Detection examples =
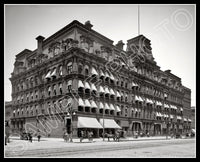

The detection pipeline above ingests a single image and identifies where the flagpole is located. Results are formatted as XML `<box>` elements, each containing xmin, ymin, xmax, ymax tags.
<box><xmin>138</xmin><ymin>4</ymin><xmax>140</xmax><ymax>35</ymax></box>
<box><xmin>103</xmin><ymin>103</ymin><xmax>105</xmax><ymax>141</ymax></box>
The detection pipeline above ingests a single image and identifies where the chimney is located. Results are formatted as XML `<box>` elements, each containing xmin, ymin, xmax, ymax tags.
<box><xmin>116</xmin><ymin>40</ymin><xmax>124</xmax><ymax>50</ymax></box>
<box><xmin>85</xmin><ymin>20</ymin><xmax>93</xmax><ymax>29</ymax></box>
<box><xmin>35</xmin><ymin>35</ymin><xmax>45</xmax><ymax>54</ymax></box>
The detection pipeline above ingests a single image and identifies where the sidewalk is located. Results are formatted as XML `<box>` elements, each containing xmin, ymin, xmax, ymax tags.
<box><xmin>10</xmin><ymin>136</ymin><xmax>179</xmax><ymax>142</ymax></box>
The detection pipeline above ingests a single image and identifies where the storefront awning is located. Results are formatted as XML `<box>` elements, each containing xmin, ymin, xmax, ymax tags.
<box><xmin>91</xmin><ymin>100</ymin><xmax>98</xmax><ymax>108</ymax></box>
<box><xmin>78</xmin><ymin>80</ymin><xmax>84</xmax><ymax>88</ymax></box>
<box><xmin>110</xmin><ymin>73</ymin><xmax>115</xmax><ymax>80</ymax></box>
<box><xmin>77</xmin><ymin>116</ymin><xmax>103</xmax><ymax>129</ymax></box>
<box><xmin>45</xmin><ymin>70</ymin><xmax>51</xmax><ymax>79</ymax></box>
<box><xmin>91</xmin><ymin>67</ymin><xmax>98</xmax><ymax>75</ymax></box>
<box><xmin>105</xmin><ymin>72</ymin><xmax>110</xmax><ymax>78</ymax></box>
<box><xmin>115</xmin><ymin>105</ymin><xmax>121</xmax><ymax>112</ymax></box>
<box><xmin>78</xmin><ymin>98</ymin><xmax>85</xmax><ymax>107</ymax></box>
<box><xmin>100</xmin><ymin>70</ymin><xmax>105</xmax><ymax>77</ymax></box>
<box><xmin>105</xmin><ymin>87</ymin><xmax>110</xmax><ymax>94</ymax></box>
<box><xmin>99</xmin><ymin>119</ymin><xmax>121</xmax><ymax>129</ymax></box>
<box><xmin>99</xmin><ymin>102</ymin><xmax>104</xmax><ymax>109</ymax></box>
<box><xmin>132</xmin><ymin>82</ymin><xmax>138</xmax><ymax>87</ymax></box>
<box><xmin>110</xmin><ymin>89</ymin><xmax>115</xmax><ymax>96</ymax></box>
<box><xmin>110</xmin><ymin>104</ymin><xmax>115</xmax><ymax>110</ymax></box>
<box><xmin>85</xmin><ymin>99</ymin><xmax>91</xmax><ymax>107</ymax></box>
<box><xmin>105</xmin><ymin>103</ymin><xmax>110</xmax><ymax>110</ymax></box>
<box><xmin>67</xmin><ymin>80</ymin><xmax>72</xmax><ymax>87</ymax></box>
<box><xmin>85</xmin><ymin>82</ymin><xmax>91</xmax><ymax>89</ymax></box>
<box><xmin>138</xmin><ymin>96</ymin><xmax>143</xmax><ymax>102</ymax></box>
<box><xmin>51</xmin><ymin>68</ymin><xmax>56</xmax><ymax>77</ymax></box>
<box><xmin>99</xmin><ymin>86</ymin><xmax>105</xmax><ymax>93</ymax></box>
<box><xmin>164</xmin><ymin>104</ymin><xmax>169</xmax><ymax>108</ymax></box>
<box><xmin>91</xmin><ymin>83</ymin><xmax>97</xmax><ymax>91</ymax></box>
<box><xmin>117</xmin><ymin>91</ymin><xmax>121</xmax><ymax>97</ymax></box>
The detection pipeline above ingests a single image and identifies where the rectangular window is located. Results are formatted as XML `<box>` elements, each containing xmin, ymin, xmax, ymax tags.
<box><xmin>67</xmin><ymin>65</ymin><xmax>72</xmax><ymax>74</ymax></box>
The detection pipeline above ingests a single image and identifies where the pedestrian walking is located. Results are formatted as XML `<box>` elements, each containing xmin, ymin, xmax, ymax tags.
<box><xmin>63</xmin><ymin>131</ymin><xmax>69</xmax><ymax>142</ymax></box>
<box><xmin>28</xmin><ymin>132</ymin><xmax>33</xmax><ymax>143</ymax></box>
<box><xmin>88</xmin><ymin>131</ymin><xmax>93</xmax><ymax>141</ymax></box>
<box><xmin>37</xmin><ymin>131</ymin><xmax>41</xmax><ymax>142</ymax></box>
<box><xmin>135</xmin><ymin>131</ymin><xmax>138</xmax><ymax>138</ymax></box>
<box><xmin>80</xmin><ymin>130</ymin><xmax>85</xmax><ymax>142</ymax></box>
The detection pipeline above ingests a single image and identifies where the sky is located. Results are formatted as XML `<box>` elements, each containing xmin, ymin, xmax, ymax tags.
<box><xmin>4</xmin><ymin>4</ymin><xmax>196</xmax><ymax>106</ymax></box>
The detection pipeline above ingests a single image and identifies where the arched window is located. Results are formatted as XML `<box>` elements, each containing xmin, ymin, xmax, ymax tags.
<box><xmin>58</xmin><ymin>65</ymin><xmax>63</xmax><ymax>76</ymax></box>
<box><xmin>78</xmin><ymin>64</ymin><xmax>83</xmax><ymax>74</ymax></box>
<box><xmin>48</xmin><ymin>86</ymin><xmax>51</xmax><ymax>96</ymax></box>
<box><xmin>53</xmin><ymin>84</ymin><xmax>56</xmax><ymax>96</ymax></box>
<box><xmin>67</xmin><ymin>80</ymin><xmax>72</xmax><ymax>93</ymax></box>
<box><xmin>59</xmin><ymin>82</ymin><xmax>62</xmax><ymax>94</ymax></box>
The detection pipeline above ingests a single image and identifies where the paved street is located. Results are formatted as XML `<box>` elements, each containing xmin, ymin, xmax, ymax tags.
<box><xmin>5</xmin><ymin>137</ymin><xmax>196</xmax><ymax>158</ymax></box>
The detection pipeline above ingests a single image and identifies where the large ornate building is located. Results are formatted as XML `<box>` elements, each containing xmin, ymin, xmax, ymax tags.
<box><xmin>10</xmin><ymin>20</ymin><xmax>191</xmax><ymax>137</ymax></box>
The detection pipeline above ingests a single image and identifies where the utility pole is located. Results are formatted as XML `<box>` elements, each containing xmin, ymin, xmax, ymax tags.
<box><xmin>138</xmin><ymin>4</ymin><xmax>140</xmax><ymax>35</ymax></box>
<box><xmin>103</xmin><ymin>105</ymin><xmax>105</xmax><ymax>141</ymax></box>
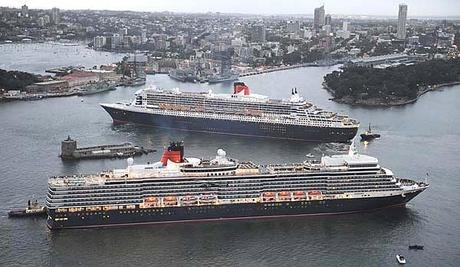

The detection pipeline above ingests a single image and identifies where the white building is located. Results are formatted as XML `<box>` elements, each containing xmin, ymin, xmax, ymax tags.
<box><xmin>396</xmin><ymin>4</ymin><xmax>407</xmax><ymax>40</ymax></box>
<box><xmin>94</xmin><ymin>36</ymin><xmax>107</xmax><ymax>49</ymax></box>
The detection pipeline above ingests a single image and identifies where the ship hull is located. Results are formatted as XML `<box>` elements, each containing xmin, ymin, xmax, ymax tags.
<box><xmin>102</xmin><ymin>105</ymin><xmax>358</xmax><ymax>142</ymax></box>
<box><xmin>47</xmin><ymin>191</ymin><xmax>421</xmax><ymax>230</ymax></box>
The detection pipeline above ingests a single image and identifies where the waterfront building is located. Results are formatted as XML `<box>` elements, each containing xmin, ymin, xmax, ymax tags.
<box><xmin>342</xmin><ymin>21</ymin><xmax>349</xmax><ymax>31</ymax></box>
<box><xmin>324</xmin><ymin>14</ymin><xmax>332</xmax><ymax>25</ymax></box>
<box><xmin>396</xmin><ymin>4</ymin><xmax>407</xmax><ymax>40</ymax></box>
<box><xmin>94</xmin><ymin>36</ymin><xmax>107</xmax><ymax>49</ymax></box>
<box><xmin>21</xmin><ymin>5</ymin><xmax>29</xmax><ymax>18</ymax></box>
<box><xmin>313</xmin><ymin>6</ymin><xmax>325</xmax><ymax>30</ymax></box>
<box><xmin>251</xmin><ymin>23</ymin><xmax>266</xmax><ymax>43</ymax></box>
<box><xmin>51</xmin><ymin>7</ymin><xmax>60</xmax><ymax>25</ymax></box>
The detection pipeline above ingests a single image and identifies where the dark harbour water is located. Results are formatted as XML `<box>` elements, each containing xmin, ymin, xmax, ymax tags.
<box><xmin>0</xmin><ymin>46</ymin><xmax>460</xmax><ymax>266</ymax></box>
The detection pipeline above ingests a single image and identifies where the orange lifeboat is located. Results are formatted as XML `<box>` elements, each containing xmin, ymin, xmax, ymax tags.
<box><xmin>163</xmin><ymin>196</ymin><xmax>177</xmax><ymax>206</ymax></box>
<box><xmin>292</xmin><ymin>191</ymin><xmax>307</xmax><ymax>200</ymax></box>
<box><xmin>308</xmin><ymin>191</ymin><xmax>323</xmax><ymax>200</ymax></box>
<box><xmin>200</xmin><ymin>195</ymin><xmax>217</xmax><ymax>204</ymax></box>
<box><xmin>181</xmin><ymin>196</ymin><xmax>198</xmax><ymax>206</ymax></box>
<box><xmin>144</xmin><ymin>197</ymin><xmax>158</xmax><ymax>204</ymax></box>
<box><xmin>144</xmin><ymin>197</ymin><xmax>158</xmax><ymax>207</ymax></box>
<box><xmin>278</xmin><ymin>191</ymin><xmax>291</xmax><ymax>201</ymax></box>
<box><xmin>262</xmin><ymin>192</ymin><xmax>276</xmax><ymax>201</ymax></box>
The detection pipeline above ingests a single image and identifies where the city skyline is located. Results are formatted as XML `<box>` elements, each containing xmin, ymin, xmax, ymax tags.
<box><xmin>0</xmin><ymin>0</ymin><xmax>460</xmax><ymax>17</ymax></box>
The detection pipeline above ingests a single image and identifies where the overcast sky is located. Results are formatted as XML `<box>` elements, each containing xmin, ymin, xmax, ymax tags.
<box><xmin>0</xmin><ymin>0</ymin><xmax>460</xmax><ymax>17</ymax></box>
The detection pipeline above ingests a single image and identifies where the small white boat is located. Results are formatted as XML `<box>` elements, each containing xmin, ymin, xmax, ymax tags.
<box><xmin>396</xmin><ymin>254</ymin><xmax>406</xmax><ymax>264</ymax></box>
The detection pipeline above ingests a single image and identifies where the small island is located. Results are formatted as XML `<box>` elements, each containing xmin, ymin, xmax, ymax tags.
<box><xmin>323</xmin><ymin>59</ymin><xmax>460</xmax><ymax>106</ymax></box>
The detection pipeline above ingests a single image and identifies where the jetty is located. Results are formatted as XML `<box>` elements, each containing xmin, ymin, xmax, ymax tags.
<box><xmin>60</xmin><ymin>136</ymin><xmax>156</xmax><ymax>160</ymax></box>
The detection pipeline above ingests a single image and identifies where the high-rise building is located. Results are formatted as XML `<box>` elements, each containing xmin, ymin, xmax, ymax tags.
<box><xmin>51</xmin><ymin>7</ymin><xmax>59</xmax><ymax>24</ymax></box>
<box><xmin>313</xmin><ymin>6</ymin><xmax>324</xmax><ymax>30</ymax></box>
<box><xmin>396</xmin><ymin>4</ymin><xmax>407</xmax><ymax>40</ymax></box>
<box><xmin>287</xmin><ymin>20</ymin><xmax>300</xmax><ymax>34</ymax></box>
<box><xmin>21</xmin><ymin>5</ymin><xmax>29</xmax><ymax>18</ymax></box>
<box><xmin>94</xmin><ymin>36</ymin><xmax>107</xmax><ymax>49</ymax></box>
<box><xmin>342</xmin><ymin>21</ymin><xmax>348</xmax><ymax>31</ymax></box>
<box><xmin>324</xmin><ymin>14</ymin><xmax>332</xmax><ymax>25</ymax></box>
<box><xmin>251</xmin><ymin>24</ymin><xmax>266</xmax><ymax>43</ymax></box>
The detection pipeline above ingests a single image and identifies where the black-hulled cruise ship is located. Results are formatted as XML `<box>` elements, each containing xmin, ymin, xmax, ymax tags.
<box><xmin>46</xmin><ymin>143</ymin><xmax>428</xmax><ymax>229</ymax></box>
<box><xmin>101</xmin><ymin>82</ymin><xmax>359</xmax><ymax>142</ymax></box>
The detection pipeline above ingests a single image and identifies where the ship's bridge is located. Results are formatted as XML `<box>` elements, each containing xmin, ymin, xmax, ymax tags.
<box><xmin>320</xmin><ymin>153</ymin><xmax>380</xmax><ymax>172</ymax></box>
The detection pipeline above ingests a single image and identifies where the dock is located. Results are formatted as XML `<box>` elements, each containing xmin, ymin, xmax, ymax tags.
<box><xmin>60</xmin><ymin>136</ymin><xmax>156</xmax><ymax>160</ymax></box>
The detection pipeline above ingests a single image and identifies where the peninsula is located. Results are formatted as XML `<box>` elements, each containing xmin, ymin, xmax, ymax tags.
<box><xmin>323</xmin><ymin>58</ymin><xmax>460</xmax><ymax>106</ymax></box>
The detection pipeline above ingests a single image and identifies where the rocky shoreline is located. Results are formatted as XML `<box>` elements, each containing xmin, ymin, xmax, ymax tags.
<box><xmin>323</xmin><ymin>81</ymin><xmax>460</xmax><ymax>107</ymax></box>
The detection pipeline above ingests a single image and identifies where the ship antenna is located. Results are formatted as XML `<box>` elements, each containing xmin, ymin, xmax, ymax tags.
<box><xmin>348</xmin><ymin>140</ymin><xmax>357</xmax><ymax>156</ymax></box>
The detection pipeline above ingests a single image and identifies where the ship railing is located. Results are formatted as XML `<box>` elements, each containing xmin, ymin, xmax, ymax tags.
<box><xmin>142</xmin><ymin>109</ymin><xmax>350</xmax><ymax>127</ymax></box>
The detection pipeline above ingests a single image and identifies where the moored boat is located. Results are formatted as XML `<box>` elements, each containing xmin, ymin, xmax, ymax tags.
<box><xmin>46</xmin><ymin>143</ymin><xmax>428</xmax><ymax>229</ymax></box>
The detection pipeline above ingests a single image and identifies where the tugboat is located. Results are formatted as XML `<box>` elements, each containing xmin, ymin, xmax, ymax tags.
<box><xmin>360</xmin><ymin>123</ymin><xmax>380</xmax><ymax>141</ymax></box>
<box><xmin>8</xmin><ymin>200</ymin><xmax>46</xmax><ymax>217</ymax></box>
<box><xmin>396</xmin><ymin>254</ymin><xmax>406</xmax><ymax>264</ymax></box>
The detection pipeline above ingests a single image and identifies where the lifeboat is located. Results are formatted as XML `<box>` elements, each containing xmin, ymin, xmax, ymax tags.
<box><xmin>200</xmin><ymin>195</ymin><xmax>217</xmax><ymax>204</ymax></box>
<box><xmin>144</xmin><ymin>197</ymin><xmax>158</xmax><ymax>207</ymax></box>
<box><xmin>292</xmin><ymin>191</ymin><xmax>307</xmax><ymax>200</ymax></box>
<box><xmin>278</xmin><ymin>191</ymin><xmax>291</xmax><ymax>201</ymax></box>
<box><xmin>163</xmin><ymin>197</ymin><xmax>177</xmax><ymax>206</ymax></box>
<box><xmin>144</xmin><ymin>197</ymin><xmax>158</xmax><ymax>203</ymax></box>
<box><xmin>262</xmin><ymin>192</ymin><xmax>276</xmax><ymax>201</ymax></box>
<box><xmin>308</xmin><ymin>191</ymin><xmax>323</xmax><ymax>200</ymax></box>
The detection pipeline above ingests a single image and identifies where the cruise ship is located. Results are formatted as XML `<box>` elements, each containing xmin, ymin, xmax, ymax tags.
<box><xmin>46</xmin><ymin>143</ymin><xmax>428</xmax><ymax>230</ymax></box>
<box><xmin>101</xmin><ymin>82</ymin><xmax>359</xmax><ymax>142</ymax></box>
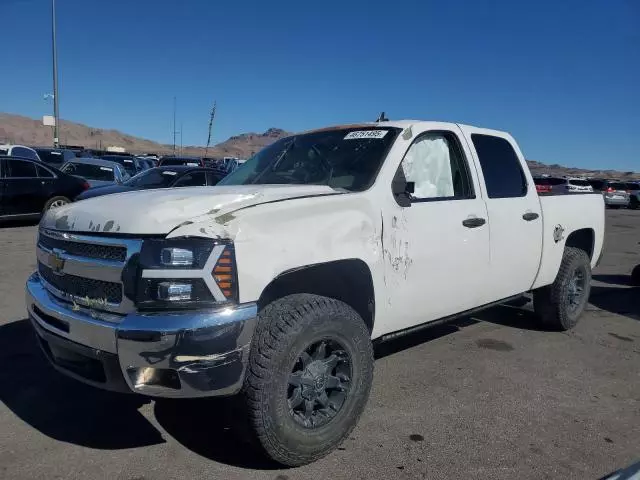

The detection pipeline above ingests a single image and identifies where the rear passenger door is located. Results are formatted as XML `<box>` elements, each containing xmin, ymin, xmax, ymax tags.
<box><xmin>382</xmin><ymin>124</ymin><xmax>489</xmax><ymax>330</ymax></box>
<box><xmin>465</xmin><ymin>127</ymin><xmax>542</xmax><ymax>300</ymax></box>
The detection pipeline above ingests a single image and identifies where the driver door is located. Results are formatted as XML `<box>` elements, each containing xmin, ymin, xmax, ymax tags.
<box><xmin>383</xmin><ymin>129</ymin><xmax>490</xmax><ymax>330</ymax></box>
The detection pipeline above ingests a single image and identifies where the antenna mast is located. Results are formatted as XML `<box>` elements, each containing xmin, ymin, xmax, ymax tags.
<box><xmin>204</xmin><ymin>100</ymin><xmax>217</xmax><ymax>157</ymax></box>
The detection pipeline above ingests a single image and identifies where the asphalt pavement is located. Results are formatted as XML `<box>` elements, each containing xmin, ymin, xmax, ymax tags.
<box><xmin>0</xmin><ymin>210</ymin><xmax>640</xmax><ymax>480</ymax></box>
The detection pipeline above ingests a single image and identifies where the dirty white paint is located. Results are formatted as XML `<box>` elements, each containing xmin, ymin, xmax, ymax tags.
<box><xmin>42</xmin><ymin>121</ymin><xmax>604</xmax><ymax>338</ymax></box>
<box><xmin>41</xmin><ymin>185</ymin><xmax>337</xmax><ymax>234</ymax></box>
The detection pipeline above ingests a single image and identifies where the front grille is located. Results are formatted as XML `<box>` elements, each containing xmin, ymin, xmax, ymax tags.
<box><xmin>38</xmin><ymin>235</ymin><xmax>127</xmax><ymax>262</ymax></box>
<box><xmin>38</xmin><ymin>262</ymin><xmax>122</xmax><ymax>303</ymax></box>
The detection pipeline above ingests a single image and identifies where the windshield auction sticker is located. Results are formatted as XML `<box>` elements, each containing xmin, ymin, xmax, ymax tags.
<box><xmin>344</xmin><ymin>130</ymin><xmax>389</xmax><ymax>140</ymax></box>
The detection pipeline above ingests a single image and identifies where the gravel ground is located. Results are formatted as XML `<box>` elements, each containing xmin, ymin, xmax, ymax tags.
<box><xmin>0</xmin><ymin>211</ymin><xmax>640</xmax><ymax>480</ymax></box>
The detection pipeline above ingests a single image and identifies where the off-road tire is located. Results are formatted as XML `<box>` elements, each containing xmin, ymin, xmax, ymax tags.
<box><xmin>242</xmin><ymin>294</ymin><xmax>374</xmax><ymax>466</ymax></box>
<box><xmin>533</xmin><ymin>247</ymin><xmax>591</xmax><ymax>330</ymax></box>
<box><xmin>44</xmin><ymin>197</ymin><xmax>71</xmax><ymax>212</ymax></box>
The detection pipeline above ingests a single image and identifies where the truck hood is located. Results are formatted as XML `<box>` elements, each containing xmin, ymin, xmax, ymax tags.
<box><xmin>40</xmin><ymin>185</ymin><xmax>343</xmax><ymax>235</ymax></box>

REQUIREMENTS =
Produce an exact repeat of the lines from the one containing "where the off-road" through the last line of the data, and nothing more.

IN RESPONSE =
The detection pipeline above ingests a single image and identifies where the off-road tire is located. Results are formatted as XML `<box>` elements, each containing xmin, ymin, xmax, ymax tags.
<box><xmin>242</xmin><ymin>294</ymin><xmax>374</xmax><ymax>466</ymax></box>
<box><xmin>533</xmin><ymin>247</ymin><xmax>591</xmax><ymax>330</ymax></box>
<box><xmin>44</xmin><ymin>197</ymin><xmax>71</xmax><ymax>212</ymax></box>
The detection pipeline above ingests a single image and identifies where the truck hood is located. Results are formatted as XML `<box>` elements, each containing xmin, ymin, xmax, ymax tags.
<box><xmin>40</xmin><ymin>185</ymin><xmax>343</xmax><ymax>235</ymax></box>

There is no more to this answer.